• Source records:
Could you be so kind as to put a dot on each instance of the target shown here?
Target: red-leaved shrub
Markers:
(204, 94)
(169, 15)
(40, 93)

• Directions: Word for word, copy out all of the data shown above.

• Task answer:
Could you be so kind as to put a dot on each instance of the target shown here?
Target: red-leaved shrub
Markers:
(204, 94)
(169, 15)
(40, 93)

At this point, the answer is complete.